■ What this task involves
Copy the items below, switching each "one pair per line" to "one pair on each line" and keeping everything else the same.
◇ ◇ ◇ ◇ ◇
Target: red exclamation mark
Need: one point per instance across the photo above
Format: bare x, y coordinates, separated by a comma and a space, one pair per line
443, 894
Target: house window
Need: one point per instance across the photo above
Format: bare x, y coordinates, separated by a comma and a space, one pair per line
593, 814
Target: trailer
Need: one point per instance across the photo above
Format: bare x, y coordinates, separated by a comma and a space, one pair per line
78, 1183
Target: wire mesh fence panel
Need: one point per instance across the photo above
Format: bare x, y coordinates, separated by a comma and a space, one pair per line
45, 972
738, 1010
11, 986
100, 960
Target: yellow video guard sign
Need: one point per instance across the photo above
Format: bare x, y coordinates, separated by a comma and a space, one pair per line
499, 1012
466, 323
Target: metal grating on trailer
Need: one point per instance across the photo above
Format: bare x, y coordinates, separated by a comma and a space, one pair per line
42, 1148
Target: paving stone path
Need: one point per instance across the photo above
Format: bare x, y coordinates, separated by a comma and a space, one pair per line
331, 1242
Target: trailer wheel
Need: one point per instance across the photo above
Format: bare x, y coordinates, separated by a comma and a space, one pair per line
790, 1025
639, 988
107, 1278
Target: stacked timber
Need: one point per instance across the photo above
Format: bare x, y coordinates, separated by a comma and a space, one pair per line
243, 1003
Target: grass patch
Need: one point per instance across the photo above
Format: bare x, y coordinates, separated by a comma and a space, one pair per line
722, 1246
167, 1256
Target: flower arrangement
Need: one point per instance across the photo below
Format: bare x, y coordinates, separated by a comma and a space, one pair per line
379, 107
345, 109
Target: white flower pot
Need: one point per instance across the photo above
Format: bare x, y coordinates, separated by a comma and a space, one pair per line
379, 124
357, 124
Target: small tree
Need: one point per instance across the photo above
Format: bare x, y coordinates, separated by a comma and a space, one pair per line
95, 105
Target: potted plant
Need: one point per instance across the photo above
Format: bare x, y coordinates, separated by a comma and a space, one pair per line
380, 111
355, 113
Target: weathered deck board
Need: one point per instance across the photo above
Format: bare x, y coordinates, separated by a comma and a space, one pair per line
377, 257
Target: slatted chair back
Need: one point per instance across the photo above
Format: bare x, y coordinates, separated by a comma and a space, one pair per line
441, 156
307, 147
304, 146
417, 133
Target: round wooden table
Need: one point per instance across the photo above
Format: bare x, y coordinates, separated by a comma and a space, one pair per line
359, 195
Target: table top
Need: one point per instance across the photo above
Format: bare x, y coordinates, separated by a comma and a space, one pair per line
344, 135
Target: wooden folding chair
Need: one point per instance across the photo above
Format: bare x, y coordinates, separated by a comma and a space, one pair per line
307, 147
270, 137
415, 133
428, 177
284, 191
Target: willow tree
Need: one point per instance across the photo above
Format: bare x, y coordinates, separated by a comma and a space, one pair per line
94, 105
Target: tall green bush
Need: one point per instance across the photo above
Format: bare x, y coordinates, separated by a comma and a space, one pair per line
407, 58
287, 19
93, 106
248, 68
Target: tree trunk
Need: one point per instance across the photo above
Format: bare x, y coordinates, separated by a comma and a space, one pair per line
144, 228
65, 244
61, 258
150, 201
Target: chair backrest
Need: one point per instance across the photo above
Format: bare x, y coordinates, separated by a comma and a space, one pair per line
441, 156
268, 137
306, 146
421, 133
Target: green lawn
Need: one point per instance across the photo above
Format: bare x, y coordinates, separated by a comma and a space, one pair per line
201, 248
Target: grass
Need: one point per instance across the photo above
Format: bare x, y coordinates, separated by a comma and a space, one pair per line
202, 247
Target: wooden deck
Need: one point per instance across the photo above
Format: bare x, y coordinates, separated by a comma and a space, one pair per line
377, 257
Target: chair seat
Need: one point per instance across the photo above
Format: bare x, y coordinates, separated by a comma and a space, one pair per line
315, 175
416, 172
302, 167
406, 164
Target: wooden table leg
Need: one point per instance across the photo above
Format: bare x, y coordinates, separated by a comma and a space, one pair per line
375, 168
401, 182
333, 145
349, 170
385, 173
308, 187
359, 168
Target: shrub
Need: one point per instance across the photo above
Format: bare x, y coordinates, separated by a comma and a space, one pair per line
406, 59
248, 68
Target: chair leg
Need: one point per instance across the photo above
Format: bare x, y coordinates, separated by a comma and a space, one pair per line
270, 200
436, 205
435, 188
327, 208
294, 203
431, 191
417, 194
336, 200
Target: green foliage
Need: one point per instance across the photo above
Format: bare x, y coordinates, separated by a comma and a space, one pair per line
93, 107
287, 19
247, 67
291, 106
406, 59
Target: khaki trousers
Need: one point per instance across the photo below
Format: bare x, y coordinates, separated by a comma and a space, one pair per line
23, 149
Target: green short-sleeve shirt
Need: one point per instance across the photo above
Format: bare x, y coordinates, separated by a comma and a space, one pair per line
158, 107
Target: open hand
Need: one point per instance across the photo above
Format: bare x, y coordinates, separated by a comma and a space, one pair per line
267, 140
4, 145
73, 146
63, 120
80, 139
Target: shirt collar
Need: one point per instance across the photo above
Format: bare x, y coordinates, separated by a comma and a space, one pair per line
◇ ◇ ◇ ◇ ◇
■ Response to the task
Target: red exclamation mark
Need: one point per instance across the photo above
Format: bare x, y coordinates, separated by a comma and a space, one pair on each line
443, 894
Target: house window
Need: one point per instance across the photo above
Format: bare x, y coordinates, separated by a comma and a space, one pair on each line
593, 814
Target: trailer
Need: one point per instance across the photo above
Format: bare x, y coordinates, separated by a comma and a space, one pair on each line
78, 1183
Target: wire mesh fence panel
Need: one point per instance across the photo above
Format: bare x, y coordinates, separated by a comma and a space, one pair on each line
45, 972
738, 1010
11, 986
100, 960
Target: yellow video guard sign
Need: one point per instance across the photo above
Format: bare x, y coordinates, separated by a comma and a space, one pair on each line
499, 1012
466, 323
Target: metal grating on trailer
Need: one point per instance across the photo above
Format: bare x, y coordinates, separated by a comma and a space, one pair on each line
42, 1148
Target: paving stone path
Need: one point per instance across the photo above
Format: bare x, y coordinates, separated by a comma and a space, one pair on each line
331, 1242
Target: trailer wheel
Need: one point per instance across the photo above
Format: bare x, y coordinates, separated by a comma and a space, one pair on each line
790, 1025
639, 988
107, 1278
Target: stacked timber
Need: one point per instance across the photo above
Format: bare x, y coordinates, separated by a comma and a space, one pair on each line
243, 1003
Target: grass patch
Need: one point per instance across the photo above
Format: bare x, y coordinates, separated by a comma and a space, one pair on each line
722, 1246
167, 1256
Target: flower arrangement
Need: one point per instance across the photo below
Format: bare x, y coordinates, separated by a comma and a space, one pair on each line
379, 107
345, 109
Target: white flower pot
Need: one point per instance across the photo above
Format: bare x, y coordinates, separated by a comma and a space, one pair on each line
379, 124
357, 124
Target: small tree
Need: one point per instance across the photo above
Format: bare x, y coordinates, separated by a comma and a space, one pair on each line
95, 105
Target: potted plant
Need: one point per instance across the photo above
Format: bare x, y coordinates, separated by a comma and a space, one pair on each line
380, 111
355, 113
Target: weathered deck board
Need: one point per instance across the photo above
Format: bare x, y coordinates, separated by a comma and a space, one pair on each line
377, 257
Target: slatted chair back
Need: one point per instance across the photo above
Format: bare x, y coordinates, separated by a comma and a space, one pair on each line
441, 156
307, 147
304, 146
417, 133
Target: round wooden table
Need: one point per instance across the photo above
Format: bare x, y coordinates, separated by a comma and a space, one pair on each line
359, 195
Target: table top
Need: one point per instance across the photo above
Format: bare x, y coordinates, separated by a comma and a space, one pair on each line
344, 135
Target: wooden folding chair
Need: one point per instance across the photo above
Format: bare x, y coordinates, separated by a comma and a space, one pair on each line
307, 147
270, 137
415, 133
428, 177
284, 191
Target: willow tree
Need: one point per instance across the photo above
Format: bare x, y coordinates, separated by a comma and a space, one pair on each line
94, 105
Target: tall green bush
Need: one point per instance across the photo above
Format: bare x, y coordinates, separated by a comma and a space, one pair on each line
407, 58
287, 19
93, 106
248, 68
Target: tree trunk
Need: one point per instance across the photo above
Format: bare x, y coordinates, separated by a comma and a space, one pair on each line
144, 228
65, 244
61, 258
150, 201
Target: chair backrest
Need: one point per instance across the photo above
Format: bare x, y coordinates, separated by a comma and a space, one pair on each line
441, 156
268, 137
306, 146
421, 133
Target: green lawn
Need: one point per instance across the photo above
Format: bare x, y coordinates, separated by a comma and a space, one pair on each line
201, 248
Target: grass
Need: one point per instance across the photo above
Format: bare x, y coordinates, separated by a comma and a space, one pair on each line
202, 247
Target: wooden deck
Need: one point per instance across the photo above
Format: bare x, y coordinates, separated by a comma and a space, one pair on each line
377, 257
Target: chair seat
Need: one point per instance across the photo above
Format: bare x, y coordinates, separated by a comma and a space, one pair on each line
315, 175
416, 172
302, 167
406, 164
Target: wooden table leg
Need: one point per instance across the photo above
Format: bare x, y coordinates, separated by a comma and a space, one pair on each line
375, 168
401, 182
333, 145
349, 170
385, 173
308, 187
359, 168
Target: shrub
Need: one point per instance across the photo above
Format: bare x, y coordinates, separated by a comma and a space, one pair on each line
406, 59
248, 68
Target: chair leg
Need: one point per instance across the photo above
Format: bare x, y coordinates, separated by a comma and a space, one pair on each line
270, 200
436, 205
435, 188
327, 208
294, 203
431, 191
417, 194
336, 200
Target: green foliage
Need: one point per instance across the photo above
Format: bare x, y coordinates, separated by a comma and a space, one pair on each line
93, 107
287, 19
247, 67
291, 106
406, 59
Target: khaki trousers
Need: one point per instance across the photo below
Format: bare x, y coordinates, separated by a comma and a space, one pair on each line
23, 149
Target: green short-sleeve shirt
Need: one point per instance across the photo above
Format: bare x, y coordinates, separated by a comma and a space, one pair on each line
158, 107
Target: open hand
Need: one point per instance across the photo above
Format: bare x, y coordinates, separated by a comma and a space, one pair on each line
267, 140
4, 145
73, 146
63, 120
80, 139
Target: shirt collar
Need: one point per instance across the photo above
Format: bare x, y coordinates, separated by a comma and a space, one pair on each line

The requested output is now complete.